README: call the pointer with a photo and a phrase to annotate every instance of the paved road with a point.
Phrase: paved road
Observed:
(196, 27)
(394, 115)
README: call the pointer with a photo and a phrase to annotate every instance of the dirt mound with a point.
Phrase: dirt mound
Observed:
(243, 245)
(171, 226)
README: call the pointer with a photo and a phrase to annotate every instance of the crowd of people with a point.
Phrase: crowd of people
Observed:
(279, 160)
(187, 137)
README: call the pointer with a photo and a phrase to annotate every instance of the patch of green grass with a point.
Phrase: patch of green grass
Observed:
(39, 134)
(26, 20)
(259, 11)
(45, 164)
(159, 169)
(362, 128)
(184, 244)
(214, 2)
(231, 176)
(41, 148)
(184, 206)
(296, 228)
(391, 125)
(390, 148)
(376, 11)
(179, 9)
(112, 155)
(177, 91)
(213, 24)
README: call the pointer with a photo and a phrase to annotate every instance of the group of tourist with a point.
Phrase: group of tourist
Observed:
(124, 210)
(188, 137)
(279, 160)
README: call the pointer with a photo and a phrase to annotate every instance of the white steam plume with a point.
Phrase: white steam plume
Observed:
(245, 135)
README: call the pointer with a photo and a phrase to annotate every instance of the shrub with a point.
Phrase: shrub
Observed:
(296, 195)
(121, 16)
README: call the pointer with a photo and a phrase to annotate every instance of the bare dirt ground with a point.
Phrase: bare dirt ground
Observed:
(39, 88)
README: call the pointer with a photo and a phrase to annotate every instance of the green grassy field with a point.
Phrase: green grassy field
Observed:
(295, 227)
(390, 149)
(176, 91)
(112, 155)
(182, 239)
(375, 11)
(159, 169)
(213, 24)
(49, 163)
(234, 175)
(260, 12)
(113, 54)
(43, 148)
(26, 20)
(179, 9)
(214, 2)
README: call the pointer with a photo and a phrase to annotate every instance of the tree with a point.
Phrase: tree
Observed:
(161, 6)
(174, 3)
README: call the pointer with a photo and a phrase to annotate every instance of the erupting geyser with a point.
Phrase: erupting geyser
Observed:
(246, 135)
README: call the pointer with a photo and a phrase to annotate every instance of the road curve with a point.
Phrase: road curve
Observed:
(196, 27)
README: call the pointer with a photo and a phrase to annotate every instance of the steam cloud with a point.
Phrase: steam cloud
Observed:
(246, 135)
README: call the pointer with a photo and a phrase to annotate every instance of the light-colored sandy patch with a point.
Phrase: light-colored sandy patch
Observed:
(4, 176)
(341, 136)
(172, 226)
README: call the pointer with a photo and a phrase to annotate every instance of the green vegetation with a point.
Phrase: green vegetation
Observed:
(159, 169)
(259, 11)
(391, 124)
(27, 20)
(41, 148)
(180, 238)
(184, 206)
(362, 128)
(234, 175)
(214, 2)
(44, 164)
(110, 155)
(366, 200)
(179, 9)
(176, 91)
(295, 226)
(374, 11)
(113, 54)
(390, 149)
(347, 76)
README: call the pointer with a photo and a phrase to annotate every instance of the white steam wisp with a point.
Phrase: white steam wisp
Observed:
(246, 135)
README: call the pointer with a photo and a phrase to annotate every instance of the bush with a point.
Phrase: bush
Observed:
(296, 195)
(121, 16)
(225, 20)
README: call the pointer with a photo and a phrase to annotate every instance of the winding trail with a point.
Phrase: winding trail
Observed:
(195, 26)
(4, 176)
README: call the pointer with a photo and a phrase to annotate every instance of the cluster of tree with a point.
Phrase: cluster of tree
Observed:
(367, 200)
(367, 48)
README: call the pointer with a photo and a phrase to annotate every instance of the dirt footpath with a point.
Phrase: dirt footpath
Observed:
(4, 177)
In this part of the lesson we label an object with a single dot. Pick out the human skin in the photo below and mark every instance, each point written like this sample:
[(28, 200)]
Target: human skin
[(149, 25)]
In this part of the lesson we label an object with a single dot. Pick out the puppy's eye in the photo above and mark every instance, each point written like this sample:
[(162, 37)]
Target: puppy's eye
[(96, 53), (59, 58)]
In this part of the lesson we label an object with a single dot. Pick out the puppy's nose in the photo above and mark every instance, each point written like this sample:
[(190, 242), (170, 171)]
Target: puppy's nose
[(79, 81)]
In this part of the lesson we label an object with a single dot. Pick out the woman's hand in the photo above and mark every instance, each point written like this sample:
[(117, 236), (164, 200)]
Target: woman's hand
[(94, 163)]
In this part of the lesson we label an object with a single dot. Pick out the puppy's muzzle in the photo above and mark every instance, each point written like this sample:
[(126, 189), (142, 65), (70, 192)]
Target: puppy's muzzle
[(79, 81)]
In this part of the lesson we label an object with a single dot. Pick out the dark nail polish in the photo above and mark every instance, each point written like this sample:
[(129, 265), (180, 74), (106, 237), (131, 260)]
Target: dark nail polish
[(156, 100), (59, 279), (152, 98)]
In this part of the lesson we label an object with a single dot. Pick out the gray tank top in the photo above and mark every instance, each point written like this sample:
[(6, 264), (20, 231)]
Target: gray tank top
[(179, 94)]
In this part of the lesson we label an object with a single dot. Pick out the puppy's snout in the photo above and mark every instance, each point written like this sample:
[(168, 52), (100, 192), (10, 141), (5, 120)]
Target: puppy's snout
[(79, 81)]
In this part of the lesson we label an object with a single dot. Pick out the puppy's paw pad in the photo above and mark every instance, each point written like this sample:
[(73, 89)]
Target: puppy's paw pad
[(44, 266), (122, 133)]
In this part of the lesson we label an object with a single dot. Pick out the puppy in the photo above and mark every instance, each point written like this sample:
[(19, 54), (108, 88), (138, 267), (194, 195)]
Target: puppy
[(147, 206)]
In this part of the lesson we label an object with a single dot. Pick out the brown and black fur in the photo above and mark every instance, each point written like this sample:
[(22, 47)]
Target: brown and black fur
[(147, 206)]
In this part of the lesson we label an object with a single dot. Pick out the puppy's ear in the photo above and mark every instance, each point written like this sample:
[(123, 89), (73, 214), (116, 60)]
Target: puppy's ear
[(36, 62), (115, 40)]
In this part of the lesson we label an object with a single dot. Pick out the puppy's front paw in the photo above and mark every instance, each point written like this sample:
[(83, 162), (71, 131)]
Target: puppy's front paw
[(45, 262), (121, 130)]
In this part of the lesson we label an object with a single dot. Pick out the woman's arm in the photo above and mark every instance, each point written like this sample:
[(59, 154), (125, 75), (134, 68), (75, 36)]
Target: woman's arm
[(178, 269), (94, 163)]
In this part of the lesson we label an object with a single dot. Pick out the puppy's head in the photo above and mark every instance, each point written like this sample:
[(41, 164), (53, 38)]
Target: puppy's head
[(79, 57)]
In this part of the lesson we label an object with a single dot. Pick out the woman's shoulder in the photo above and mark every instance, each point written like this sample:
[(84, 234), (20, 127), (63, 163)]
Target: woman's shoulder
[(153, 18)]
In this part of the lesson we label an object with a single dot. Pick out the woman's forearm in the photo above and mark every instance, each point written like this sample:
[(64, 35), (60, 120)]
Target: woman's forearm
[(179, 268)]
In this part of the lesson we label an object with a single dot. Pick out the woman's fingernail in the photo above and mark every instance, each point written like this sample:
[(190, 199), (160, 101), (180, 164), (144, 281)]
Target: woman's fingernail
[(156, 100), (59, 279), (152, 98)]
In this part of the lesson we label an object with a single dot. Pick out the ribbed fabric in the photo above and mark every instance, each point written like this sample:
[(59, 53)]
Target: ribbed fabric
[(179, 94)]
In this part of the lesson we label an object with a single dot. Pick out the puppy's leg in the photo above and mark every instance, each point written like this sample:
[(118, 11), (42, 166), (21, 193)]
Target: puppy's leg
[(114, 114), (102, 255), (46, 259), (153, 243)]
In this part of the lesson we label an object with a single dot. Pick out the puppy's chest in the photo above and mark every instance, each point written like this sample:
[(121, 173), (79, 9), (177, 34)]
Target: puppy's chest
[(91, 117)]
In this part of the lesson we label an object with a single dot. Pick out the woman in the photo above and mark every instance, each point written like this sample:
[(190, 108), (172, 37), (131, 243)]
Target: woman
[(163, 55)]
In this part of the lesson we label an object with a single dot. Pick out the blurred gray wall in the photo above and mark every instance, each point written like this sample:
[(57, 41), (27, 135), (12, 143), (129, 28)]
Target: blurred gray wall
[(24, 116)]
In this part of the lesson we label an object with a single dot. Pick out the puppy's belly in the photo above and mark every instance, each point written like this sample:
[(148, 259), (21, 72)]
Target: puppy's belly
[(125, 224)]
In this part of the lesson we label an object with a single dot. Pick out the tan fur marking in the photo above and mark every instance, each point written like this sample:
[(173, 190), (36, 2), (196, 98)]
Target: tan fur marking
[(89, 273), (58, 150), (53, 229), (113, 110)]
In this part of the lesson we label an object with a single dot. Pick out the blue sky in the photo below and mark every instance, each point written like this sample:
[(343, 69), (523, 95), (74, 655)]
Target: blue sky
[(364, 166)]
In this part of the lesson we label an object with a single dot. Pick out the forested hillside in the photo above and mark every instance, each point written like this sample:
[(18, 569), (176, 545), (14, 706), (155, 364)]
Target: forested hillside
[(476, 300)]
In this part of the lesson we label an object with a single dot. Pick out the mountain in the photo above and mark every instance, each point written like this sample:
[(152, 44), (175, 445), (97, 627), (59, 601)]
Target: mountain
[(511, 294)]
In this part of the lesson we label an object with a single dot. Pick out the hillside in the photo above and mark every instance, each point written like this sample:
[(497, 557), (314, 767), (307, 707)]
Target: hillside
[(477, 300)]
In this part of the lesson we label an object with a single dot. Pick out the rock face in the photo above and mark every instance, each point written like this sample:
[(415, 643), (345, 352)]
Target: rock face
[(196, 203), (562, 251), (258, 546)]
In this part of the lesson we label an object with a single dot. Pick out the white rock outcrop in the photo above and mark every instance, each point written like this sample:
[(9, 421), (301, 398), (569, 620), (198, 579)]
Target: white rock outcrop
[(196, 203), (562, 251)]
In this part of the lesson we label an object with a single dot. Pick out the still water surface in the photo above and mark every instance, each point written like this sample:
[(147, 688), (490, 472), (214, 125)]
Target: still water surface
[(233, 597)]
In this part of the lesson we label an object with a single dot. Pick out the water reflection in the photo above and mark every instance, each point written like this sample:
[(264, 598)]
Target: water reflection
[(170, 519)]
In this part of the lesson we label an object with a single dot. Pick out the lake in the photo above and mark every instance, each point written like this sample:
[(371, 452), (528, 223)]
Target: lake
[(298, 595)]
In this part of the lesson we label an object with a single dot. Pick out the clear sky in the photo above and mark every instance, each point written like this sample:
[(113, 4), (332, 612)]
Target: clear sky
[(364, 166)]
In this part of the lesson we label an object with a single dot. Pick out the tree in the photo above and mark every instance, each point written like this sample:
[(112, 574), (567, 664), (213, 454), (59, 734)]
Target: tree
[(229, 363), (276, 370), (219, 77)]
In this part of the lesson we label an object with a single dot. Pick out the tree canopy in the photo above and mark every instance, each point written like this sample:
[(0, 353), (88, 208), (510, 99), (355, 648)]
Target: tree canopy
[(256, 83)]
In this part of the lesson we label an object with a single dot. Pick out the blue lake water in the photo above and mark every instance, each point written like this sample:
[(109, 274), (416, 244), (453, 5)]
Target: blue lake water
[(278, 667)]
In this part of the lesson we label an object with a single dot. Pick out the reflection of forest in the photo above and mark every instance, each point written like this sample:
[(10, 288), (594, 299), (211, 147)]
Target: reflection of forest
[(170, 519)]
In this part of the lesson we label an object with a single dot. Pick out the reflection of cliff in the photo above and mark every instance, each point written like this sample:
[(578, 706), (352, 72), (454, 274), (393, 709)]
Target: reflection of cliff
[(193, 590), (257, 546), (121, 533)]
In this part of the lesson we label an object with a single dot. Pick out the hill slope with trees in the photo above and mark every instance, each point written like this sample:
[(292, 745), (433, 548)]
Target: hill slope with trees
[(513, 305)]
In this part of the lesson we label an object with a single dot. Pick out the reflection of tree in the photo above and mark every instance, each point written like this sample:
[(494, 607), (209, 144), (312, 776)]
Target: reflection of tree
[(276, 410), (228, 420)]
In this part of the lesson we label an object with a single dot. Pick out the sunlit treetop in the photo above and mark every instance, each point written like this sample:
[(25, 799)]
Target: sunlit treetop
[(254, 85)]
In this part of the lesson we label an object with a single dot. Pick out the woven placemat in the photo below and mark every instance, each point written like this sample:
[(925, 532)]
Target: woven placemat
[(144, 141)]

********

**Consigne:**
Présentez sous forme de liste numérotée les lignes des enregistrements ci-dessus, de celle qui contient « out the forested » jusqu'à celle qui contient « [(196, 203), (562, 251), (258, 546)] » incluse, en omettant les lignes vides.

**Résultat attendu:**
1. In this part of the lesson we label an object with a single dot. Pick out the forested hillside in the photo above and mark every instance, each point written like this sample:
2. [(18, 569), (176, 545), (14, 706), (155, 364)]
3. Target: forested hillside
4. [(476, 300)]
5. In this part of the lesson we label an object with a single dot. Pick out the mountain in the photo above and mark every instance, each point written like this sample:
6. [(152, 44), (175, 445), (97, 627), (59, 601)]
7. Target: mountain
8. [(511, 294)]
9. In this part of the lesson we label an object with a single dot. Pick out the hillside in the photo above and mark every instance, each point written like this sample:
10. [(497, 557), (314, 767), (307, 707)]
11. Target: hillside
12. [(477, 300)]
13. In this part of the lesson we label an object with a single dot. Pick out the rock face in the photo above and mark every instance, each point written like this sample:
14. [(415, 643), (345, 352)]
15. Target: rock face
16. [(196, 203), (562, 251), (258, 546)]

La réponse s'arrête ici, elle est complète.